Exercise objective: Please write out all of the entries exactly as they appear.

(Stored records)
+-------+
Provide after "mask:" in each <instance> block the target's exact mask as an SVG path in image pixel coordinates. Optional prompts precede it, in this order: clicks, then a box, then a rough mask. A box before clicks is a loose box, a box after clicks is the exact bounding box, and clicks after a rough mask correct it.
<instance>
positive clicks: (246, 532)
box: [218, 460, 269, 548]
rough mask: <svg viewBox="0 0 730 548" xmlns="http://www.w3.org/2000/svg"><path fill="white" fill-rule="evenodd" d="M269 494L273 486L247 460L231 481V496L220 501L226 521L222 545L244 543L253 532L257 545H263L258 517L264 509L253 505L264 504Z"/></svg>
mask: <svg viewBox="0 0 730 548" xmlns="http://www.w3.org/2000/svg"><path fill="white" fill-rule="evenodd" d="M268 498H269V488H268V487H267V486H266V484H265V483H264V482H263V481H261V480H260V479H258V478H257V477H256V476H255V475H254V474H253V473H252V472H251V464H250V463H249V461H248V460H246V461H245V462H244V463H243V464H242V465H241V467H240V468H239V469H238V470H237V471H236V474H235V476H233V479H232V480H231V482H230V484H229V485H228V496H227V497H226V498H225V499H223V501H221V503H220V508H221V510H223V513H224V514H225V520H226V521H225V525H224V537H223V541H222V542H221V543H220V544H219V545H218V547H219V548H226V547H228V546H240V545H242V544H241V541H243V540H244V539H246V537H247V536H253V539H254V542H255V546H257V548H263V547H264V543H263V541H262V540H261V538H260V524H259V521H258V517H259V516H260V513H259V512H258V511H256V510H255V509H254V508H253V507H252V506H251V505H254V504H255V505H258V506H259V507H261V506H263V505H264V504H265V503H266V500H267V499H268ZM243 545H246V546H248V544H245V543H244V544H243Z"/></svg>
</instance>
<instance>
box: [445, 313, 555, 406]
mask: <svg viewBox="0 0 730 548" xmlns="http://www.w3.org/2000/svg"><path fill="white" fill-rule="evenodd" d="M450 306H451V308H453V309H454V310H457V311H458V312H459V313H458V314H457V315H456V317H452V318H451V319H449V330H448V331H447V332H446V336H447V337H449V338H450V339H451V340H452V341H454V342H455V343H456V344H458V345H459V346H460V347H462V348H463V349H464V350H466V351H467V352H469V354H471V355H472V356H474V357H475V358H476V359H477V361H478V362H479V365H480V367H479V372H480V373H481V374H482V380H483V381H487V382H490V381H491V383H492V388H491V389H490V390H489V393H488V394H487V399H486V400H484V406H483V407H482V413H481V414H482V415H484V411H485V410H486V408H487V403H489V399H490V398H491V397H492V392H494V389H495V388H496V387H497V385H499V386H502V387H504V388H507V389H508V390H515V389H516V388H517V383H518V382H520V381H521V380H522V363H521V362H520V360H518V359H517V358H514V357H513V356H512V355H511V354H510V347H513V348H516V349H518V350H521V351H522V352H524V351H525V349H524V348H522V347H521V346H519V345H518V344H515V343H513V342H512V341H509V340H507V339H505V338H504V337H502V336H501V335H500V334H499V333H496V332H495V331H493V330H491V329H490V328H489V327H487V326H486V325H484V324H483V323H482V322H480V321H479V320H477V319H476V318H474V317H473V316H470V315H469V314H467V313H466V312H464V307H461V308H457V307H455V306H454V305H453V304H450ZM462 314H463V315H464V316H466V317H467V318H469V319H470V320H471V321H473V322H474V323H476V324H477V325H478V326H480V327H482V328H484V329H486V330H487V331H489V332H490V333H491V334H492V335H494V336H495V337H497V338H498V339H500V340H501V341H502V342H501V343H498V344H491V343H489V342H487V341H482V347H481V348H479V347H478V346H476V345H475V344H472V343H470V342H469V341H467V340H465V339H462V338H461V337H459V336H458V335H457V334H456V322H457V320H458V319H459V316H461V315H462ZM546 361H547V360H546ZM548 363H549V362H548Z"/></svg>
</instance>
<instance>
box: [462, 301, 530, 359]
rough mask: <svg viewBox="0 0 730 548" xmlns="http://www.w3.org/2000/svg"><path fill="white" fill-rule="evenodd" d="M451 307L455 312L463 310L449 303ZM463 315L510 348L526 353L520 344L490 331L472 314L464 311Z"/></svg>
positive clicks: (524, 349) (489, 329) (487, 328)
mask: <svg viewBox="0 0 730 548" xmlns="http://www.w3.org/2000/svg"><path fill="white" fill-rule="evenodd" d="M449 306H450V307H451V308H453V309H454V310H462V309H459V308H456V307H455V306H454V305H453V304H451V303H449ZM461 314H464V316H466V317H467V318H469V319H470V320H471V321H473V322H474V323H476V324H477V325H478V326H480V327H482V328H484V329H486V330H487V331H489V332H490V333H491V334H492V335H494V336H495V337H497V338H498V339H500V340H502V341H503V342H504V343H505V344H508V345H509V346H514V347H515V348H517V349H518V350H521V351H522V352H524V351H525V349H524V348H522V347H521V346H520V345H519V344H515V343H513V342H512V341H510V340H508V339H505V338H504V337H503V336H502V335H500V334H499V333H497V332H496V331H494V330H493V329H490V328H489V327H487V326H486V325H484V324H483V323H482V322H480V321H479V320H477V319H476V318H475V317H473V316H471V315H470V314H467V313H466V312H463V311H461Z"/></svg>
+-------+
Answer space:
Provide after "mask:" in each <instance> block the target's exact mask as an SVG path in image pixel coordinates. Optional prompts precede it, in this order: clicks, then a box, then a rough mask. A box before clicks is a loose box, a box after clicks is the exact bounding box, and clicks after a rough mask correct it.
<instance>
positive clicks: (246, 532)
box: [218, 460, 269, 548]
rough mask: <svg viewBox="0 0 730 548" xmlns="http://www.w3.org/2000/svg"><path fill="white" fill-rule="evenodd" d="M269 494L273 486L247 460L231 481V496L220 501L226 521L222 545L244 543L253 532L257 545H263L258 517L264 509L253 505L264 504Z"/></svg>
mask: <svg viewBox="0 0 730 548" xmlns="http://www.w3.org/2000/svg"><path fill="white" fill-rule="evenodd" d="M268 498H269V488H268V487H267V486H266V484H265V483H264V482H263V481H261V480H260V479H258V478H257V477H256V476H255V475H254V474H253V473H252V472H251V464H250V463H249V461H248V460H246V461H245V462H244V463H243V464H242V465H241V467H240V468H239V469H238V470H237V471H236V474H235V476H233V479H232V480H231V482H230V484H229V485H228V496H227V497H226V498H225V499H223V501H221V503H220V508H221V510H223V513H224V514H225V520H226V521H225V525H224V537H223V541H222V542H221V543H220V544H219V545H218V547H219V548H226V547H228V546H240V545H242V544H241V541H243V540H244V539H246V537H247V536H253V539H254V542H255V546H257V548H263V547H264V543H263V541H262V540H261V538H260V524H259V521H258V517H259V516H260V513H259V512H258V511H256V510H255V509H254V508H253V507H252V506H251V505H254V504H255V505H258V506H259V507H261V506H263V505H264V504H265V503H266V500H267V499H268ZM243 545H246V546H248V544H245V543H244V544H243Z"/></svg>
</instance>
<instance>
box: [445, 313, 555, 406]
mask: <svg viewBox="0 0 730 548" xmlns="http://www.w3.org/2000/svg"><path fill="white" fill-rule="evenodd" d="M450 306H451V308H453V309H454V310H457V311H458V312H459V313H458V314H457V315H456V317H452V318H451V319H449V330H448V331H447V332H446V336H447V337H449V338H450V339H451V340H452V341H454V342H455V343H456V344H458V345H459V346H460V347H462V348H463V349H464V350H466V351H467V352H469V354H471V355H472V356H474V357H475V358H476V359H477V361H478V362H479V365H480V367H479V372H480V373H481V374H482V380H483V381H487V382H490V381H491V383H492V388H491V389H490V390H489V393H488V394H487V399H486V400H484V406H483V407H482V413H481V414H482V415H484V411H485V410H486V408H487V403H489V399H490V398H491V397H492V392H494V389H495V388H496V387H497V385H499V386H502V387H504V388H507V389H508V390H515V389H516V388H517V383H518V382H520V381H521V380H522V363H521V362H520V360H518V359H517V358H514V357H513V356H512V355H511V354H510V347H513V348H516V349H518V350H521V351H522V352H524V351H525V349H524V348H522V347H521V346H519V345H518V344H515V343H513V342H512V341H509V340H507V339H505V338H504V337H502V336H501V335H500V334H499V333H496V332H495V331H493V330H491V329H490V328H489V327H487V326H486V325H484V324H483V323H482V322H480V321H479V320H477V319H476V318H474V317H473V316H470V315H469V314H467V313H466V312H464V307H461V308H457V307H455V306H454V305H453V304H450ZM462 314H463V315H464V316H466V317H467V318H469V319H470V320H471V321H473V322H474V323H476V324H477V325H478V326H480V327H482V328H484V329H486V330H487V331H489V332H490V333H491V334H492V335H494V336H495V337H497V338H498V339H500V340H501V341H502V342H501V343H498V344H491V343H489V342H487V341H482V347H481V348H479V347H478V346H476V345H475V344H472V343H470V342H469V341H467V340H465V339H462V338H461V337H459V336H458V335H457V334H456V322H457V320H458V319H459V316H461V315H462ZM546 361H547V360H546ZM548 363H549V362H548Z"/></svg>
</instance>
<instance>
box: [462, 301, 530, 359]
rough mask: <svg viewBox="0 0 730 548" xmlns="http://www.w3.org/2000/svg"><path fill="white" fill-rule="evenodd" d="M451 307L455 312L463 310L449 303ZM463 315L510 348L526 353L520 344L490 331L472 314L464 311Z"/></svg>
positive clicks: (524, 349) (489, 329) (487, 328)
mask: <svg viewBox="0 0 730 548" xmlns="http://www.w3.org/2000/svg"><path fill="white" fill-rule="evenodd" d="M449 306H450V307H451V308H453V309H454V310H462V309H459V308H456V307H455V306H454V305H453V304H451V303H449ZM461 314H464V316H466V317H467V318H469V319H470V320H471V321H473V322H474V323H476V324H477V325H478V326H480V327H482V328H484V329H486V330H487V331H489V332H490V333H491V334H492V335H494V336H495V337H497V338H498V339H500V340H502V341H503V342H504V343H505V344H508V345H509V346H514V347H515V348H517V349H518V350H521V351H522V352H524V351H525V349H524V348H522V347H521V346H520V345H519V344H515V343H513V342H512V341H510V340H508V339H505V338H504V337H503V336H502V335H500V334H499V333H497V332H496V331H494V330H493V329H490V328H489V327H487V326H486V325H484V324H483V323H482V322H480V321H479V320H477V319H476V318H475V317H473V316H471V315H470V314H467V313H466V312H463V311H461Z"/></svg>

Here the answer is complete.